## Problems
1. Answer these questions using the camping piece.
(a) According to the piece, what two things does everyone love?
(b) At what price do pop up camper rentals start?
(c) Which campgrounds does the piece say to check?
2. Echo the camping piece word for word, starting with "Taking the Kids" and ending after "a rustic cabin.".

## Supplied passage
______________________________

Taking the Kids Camping

Here’s a vacation idea that is guaranteed to be an adventure, won’t bust the budget and will provide plenty of family time away from computers, cell phones and TVs. You don’t have to go far from home either and you can bring your pooch.

Go camping-even for a few days. Just being in a tent is an adventure for young kids. Everyone loves looking at the stars and making s’mores over the campfire. At every campground, kids will make instant friends and so will you with families from around the country and beyond. No worries either if kids are noisy during meal times or can’t sit still. Here are some tips to get you started:

  • If you are a novice camper, borrow or rent what you need from a company like REI or Eastern Mountain Sports. At some campgrounds like Curry Village at Yosemite National Park, you can rent a platform tent or a rustic cabin.
  • If sleeping on the ground isn’t your thing or you are worried about rain (yes, that’s happened to us), consider a pop up camper-rentals start at well under $50 a day – or a small RV and you still will be able to enjoy all the fun of being in a campground with other families.
  • Look for campgrounds that offer organized family and children’s activities, a playground, pool or evening campfires. You can find wi-fi too. Check KOA Campgrounds and those in the National Parks as well as state parks near your home.

______________________________

## Location identification entries
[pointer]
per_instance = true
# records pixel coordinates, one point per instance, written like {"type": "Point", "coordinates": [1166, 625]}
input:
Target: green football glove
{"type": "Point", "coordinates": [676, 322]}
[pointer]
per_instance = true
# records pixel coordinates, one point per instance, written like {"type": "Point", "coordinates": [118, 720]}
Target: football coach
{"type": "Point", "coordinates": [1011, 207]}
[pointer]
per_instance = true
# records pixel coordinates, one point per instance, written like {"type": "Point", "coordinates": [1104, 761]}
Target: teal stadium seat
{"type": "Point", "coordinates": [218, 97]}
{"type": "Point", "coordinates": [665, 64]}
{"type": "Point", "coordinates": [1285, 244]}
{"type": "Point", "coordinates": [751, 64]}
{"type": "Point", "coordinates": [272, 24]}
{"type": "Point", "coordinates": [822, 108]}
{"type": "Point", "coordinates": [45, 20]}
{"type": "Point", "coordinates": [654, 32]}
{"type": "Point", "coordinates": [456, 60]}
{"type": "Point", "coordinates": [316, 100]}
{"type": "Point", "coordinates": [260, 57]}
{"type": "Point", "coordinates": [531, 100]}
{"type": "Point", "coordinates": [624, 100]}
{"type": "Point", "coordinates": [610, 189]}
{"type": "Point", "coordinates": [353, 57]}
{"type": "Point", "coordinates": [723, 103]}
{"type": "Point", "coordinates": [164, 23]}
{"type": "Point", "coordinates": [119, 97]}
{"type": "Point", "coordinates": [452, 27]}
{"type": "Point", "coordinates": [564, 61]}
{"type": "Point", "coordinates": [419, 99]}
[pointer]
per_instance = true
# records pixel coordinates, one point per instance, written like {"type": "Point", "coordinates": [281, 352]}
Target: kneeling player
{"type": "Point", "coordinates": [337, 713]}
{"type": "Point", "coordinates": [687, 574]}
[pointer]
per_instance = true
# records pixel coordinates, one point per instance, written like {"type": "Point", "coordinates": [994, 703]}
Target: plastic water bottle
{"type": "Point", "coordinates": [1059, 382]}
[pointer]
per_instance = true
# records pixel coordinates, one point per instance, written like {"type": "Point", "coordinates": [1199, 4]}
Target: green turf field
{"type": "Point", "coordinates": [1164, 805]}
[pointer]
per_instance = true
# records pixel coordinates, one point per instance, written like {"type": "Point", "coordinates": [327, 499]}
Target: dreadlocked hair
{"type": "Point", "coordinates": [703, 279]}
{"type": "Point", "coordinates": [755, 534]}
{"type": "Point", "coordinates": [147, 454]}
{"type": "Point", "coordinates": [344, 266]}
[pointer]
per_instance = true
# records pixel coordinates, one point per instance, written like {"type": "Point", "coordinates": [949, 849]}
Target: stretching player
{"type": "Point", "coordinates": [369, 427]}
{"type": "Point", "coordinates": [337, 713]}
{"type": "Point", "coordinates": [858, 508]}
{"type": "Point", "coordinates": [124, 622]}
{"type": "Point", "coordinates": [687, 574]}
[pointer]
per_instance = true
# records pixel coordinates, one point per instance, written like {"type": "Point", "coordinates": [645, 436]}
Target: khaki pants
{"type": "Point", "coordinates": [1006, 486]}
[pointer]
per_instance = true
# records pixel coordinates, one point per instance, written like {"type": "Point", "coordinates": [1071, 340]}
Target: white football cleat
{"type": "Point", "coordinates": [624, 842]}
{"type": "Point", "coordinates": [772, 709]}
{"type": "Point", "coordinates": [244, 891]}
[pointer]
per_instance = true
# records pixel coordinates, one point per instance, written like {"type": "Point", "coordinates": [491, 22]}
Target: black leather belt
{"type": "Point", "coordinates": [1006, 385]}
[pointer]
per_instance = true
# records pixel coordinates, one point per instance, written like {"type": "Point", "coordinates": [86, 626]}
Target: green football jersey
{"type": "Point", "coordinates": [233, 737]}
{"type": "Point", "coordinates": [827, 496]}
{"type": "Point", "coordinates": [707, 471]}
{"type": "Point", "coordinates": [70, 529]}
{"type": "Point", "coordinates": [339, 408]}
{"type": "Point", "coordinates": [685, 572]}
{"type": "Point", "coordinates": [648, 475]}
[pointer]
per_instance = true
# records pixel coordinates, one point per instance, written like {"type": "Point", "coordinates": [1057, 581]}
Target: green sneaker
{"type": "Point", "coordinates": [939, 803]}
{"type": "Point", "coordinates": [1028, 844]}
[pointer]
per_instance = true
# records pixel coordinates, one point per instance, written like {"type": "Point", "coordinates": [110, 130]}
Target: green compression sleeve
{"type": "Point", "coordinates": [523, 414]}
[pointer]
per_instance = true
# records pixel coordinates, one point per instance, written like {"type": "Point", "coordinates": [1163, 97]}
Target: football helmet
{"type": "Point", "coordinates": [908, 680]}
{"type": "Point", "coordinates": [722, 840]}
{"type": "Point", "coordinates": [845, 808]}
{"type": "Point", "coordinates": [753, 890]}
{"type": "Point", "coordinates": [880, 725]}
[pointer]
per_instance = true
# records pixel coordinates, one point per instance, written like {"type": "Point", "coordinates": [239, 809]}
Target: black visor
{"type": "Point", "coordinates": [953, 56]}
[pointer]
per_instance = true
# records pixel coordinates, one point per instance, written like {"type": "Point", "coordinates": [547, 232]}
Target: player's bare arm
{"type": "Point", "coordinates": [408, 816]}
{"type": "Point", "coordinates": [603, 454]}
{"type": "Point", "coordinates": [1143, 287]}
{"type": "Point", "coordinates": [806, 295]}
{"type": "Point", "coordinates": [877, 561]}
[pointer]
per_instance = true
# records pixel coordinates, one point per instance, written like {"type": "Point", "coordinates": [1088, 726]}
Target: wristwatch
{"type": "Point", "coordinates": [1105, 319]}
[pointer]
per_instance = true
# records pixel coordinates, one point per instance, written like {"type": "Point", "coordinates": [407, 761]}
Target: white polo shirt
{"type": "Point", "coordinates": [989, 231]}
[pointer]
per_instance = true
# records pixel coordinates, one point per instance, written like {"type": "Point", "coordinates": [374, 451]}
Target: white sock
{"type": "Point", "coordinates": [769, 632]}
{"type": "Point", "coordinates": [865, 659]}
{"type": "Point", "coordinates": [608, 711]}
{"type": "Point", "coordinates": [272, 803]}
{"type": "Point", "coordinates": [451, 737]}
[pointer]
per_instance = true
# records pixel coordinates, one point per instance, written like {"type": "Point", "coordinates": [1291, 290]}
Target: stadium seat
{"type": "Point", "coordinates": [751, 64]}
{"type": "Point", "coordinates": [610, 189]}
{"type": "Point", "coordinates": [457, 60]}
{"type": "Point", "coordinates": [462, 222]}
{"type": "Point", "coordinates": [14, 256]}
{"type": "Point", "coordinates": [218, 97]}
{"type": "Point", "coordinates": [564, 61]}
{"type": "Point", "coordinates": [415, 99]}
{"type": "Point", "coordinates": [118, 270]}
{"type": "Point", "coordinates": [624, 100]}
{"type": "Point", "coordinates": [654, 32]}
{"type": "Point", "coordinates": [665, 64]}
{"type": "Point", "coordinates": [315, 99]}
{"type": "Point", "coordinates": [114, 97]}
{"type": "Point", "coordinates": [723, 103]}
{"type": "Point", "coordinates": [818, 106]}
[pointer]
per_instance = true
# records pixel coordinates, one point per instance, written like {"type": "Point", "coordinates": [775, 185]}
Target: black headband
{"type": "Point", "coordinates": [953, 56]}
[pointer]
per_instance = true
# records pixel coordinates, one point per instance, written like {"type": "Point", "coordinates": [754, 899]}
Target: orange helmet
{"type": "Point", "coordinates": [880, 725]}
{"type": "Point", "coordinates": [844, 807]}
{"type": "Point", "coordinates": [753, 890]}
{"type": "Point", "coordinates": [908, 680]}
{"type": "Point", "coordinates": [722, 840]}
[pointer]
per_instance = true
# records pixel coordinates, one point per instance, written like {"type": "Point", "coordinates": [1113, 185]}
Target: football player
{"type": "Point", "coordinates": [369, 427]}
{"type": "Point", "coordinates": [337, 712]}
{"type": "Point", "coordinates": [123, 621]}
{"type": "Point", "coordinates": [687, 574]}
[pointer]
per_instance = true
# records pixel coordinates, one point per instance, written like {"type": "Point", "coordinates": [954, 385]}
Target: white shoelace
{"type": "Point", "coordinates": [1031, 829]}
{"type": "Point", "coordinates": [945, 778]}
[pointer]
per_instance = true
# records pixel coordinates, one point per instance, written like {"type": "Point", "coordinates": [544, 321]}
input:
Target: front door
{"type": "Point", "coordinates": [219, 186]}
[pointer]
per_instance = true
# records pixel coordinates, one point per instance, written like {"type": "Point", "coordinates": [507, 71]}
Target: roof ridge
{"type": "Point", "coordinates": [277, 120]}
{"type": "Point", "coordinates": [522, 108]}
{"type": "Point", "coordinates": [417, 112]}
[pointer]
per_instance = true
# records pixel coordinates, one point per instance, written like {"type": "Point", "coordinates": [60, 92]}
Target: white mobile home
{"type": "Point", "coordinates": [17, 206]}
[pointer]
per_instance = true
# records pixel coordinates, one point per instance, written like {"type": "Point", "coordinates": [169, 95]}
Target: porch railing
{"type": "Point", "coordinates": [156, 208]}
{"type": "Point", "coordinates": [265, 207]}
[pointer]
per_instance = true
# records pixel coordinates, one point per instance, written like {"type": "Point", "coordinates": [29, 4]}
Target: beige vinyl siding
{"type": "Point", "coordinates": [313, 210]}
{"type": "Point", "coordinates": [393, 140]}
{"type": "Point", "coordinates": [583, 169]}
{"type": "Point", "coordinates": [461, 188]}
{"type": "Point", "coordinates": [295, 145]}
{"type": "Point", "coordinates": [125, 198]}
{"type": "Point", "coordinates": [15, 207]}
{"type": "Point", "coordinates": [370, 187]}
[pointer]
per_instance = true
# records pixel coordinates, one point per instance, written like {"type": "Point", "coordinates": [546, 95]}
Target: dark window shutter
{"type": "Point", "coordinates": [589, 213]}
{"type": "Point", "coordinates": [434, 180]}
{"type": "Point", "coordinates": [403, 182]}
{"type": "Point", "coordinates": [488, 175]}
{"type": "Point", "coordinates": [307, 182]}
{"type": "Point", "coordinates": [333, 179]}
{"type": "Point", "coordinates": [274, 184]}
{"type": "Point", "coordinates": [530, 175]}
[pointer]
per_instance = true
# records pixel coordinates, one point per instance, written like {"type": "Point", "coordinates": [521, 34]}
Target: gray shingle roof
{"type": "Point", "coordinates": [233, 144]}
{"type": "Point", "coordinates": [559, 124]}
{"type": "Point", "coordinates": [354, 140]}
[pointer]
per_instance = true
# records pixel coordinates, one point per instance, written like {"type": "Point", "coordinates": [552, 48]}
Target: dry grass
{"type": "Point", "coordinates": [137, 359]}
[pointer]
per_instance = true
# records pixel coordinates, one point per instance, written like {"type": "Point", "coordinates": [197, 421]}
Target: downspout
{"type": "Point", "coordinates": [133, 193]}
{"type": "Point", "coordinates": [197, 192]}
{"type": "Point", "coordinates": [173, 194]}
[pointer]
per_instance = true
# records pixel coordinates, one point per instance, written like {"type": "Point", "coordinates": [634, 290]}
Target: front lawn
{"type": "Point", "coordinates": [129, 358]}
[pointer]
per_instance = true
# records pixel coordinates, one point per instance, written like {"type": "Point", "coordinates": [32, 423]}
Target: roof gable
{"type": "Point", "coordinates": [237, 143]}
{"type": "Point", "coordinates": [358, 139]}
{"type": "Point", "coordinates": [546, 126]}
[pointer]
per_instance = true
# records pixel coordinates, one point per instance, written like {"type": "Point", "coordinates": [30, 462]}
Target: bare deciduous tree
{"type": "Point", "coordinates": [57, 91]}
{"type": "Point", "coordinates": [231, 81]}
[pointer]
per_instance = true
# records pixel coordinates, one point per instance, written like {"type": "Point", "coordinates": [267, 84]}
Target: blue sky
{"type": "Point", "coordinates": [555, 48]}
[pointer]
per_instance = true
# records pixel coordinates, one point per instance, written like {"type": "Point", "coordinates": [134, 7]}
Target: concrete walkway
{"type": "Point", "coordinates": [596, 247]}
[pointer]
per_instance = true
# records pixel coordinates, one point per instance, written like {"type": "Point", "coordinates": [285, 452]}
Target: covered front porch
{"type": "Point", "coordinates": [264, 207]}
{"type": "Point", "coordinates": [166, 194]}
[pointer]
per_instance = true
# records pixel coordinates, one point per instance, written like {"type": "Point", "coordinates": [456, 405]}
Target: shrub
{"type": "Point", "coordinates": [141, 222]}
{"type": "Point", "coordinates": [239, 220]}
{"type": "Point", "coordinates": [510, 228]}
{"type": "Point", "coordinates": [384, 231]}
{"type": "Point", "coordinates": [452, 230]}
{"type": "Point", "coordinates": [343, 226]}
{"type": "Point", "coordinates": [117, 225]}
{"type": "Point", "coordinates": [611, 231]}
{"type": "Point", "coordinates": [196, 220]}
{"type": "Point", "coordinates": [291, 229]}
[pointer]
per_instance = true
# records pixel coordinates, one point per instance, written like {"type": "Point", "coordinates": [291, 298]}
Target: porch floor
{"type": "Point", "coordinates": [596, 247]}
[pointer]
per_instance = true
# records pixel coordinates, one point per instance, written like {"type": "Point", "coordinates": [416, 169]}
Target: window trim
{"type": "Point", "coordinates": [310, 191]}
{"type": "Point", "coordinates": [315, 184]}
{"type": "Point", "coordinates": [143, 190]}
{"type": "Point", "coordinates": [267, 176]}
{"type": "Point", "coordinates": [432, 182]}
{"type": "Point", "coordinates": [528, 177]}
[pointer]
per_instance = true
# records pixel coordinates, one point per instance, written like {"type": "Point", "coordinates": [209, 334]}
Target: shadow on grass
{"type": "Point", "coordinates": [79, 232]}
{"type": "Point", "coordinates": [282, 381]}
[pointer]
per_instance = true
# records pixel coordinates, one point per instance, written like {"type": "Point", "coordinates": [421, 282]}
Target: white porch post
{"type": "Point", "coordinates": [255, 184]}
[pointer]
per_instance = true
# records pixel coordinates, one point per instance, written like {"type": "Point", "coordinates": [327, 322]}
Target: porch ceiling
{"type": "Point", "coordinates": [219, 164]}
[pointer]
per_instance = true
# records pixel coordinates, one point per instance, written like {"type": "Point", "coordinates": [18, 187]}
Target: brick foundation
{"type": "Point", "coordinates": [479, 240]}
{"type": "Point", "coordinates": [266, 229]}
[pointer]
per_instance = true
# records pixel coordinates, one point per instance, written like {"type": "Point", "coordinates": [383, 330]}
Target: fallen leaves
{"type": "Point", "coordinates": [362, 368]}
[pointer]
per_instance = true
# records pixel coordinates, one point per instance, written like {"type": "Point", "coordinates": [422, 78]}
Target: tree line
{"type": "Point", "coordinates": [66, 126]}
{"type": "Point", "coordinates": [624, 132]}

______________________________

## The answers
1.
(a) Looking at the stars and making s'mores over the campfire.
(b) Well under $50 a day.
(c) KOA Campgrounds, those in the National Parks, and state parks near your home.

2.
Taking the Kids Camping

Here’s a vacation idea that is guaranteed to be an adventure, won’t bust the budget and will provide plenty of family time away from computers, cell phones and TVs. You don’t have to go far from home either and you can bring your pooch.

Go camping-even for a few days. Just being in a tent is an adventure for young kids. Everyone loves looking at the stars and making s’mores over the campfire. At every campground, kids will make instant friends and so will you with families from around the country and beyond. No worries either if kids are noisy during meal times or can’t sit still. Here are some tips to get you started:

  • If you are a novice camper, borrow or rent what you need from a company like REI or Eastern Mountain Sports. At some campgrounds like Curry Village at Yosemite National Park, you can rent a platform tent or a rustic cabin.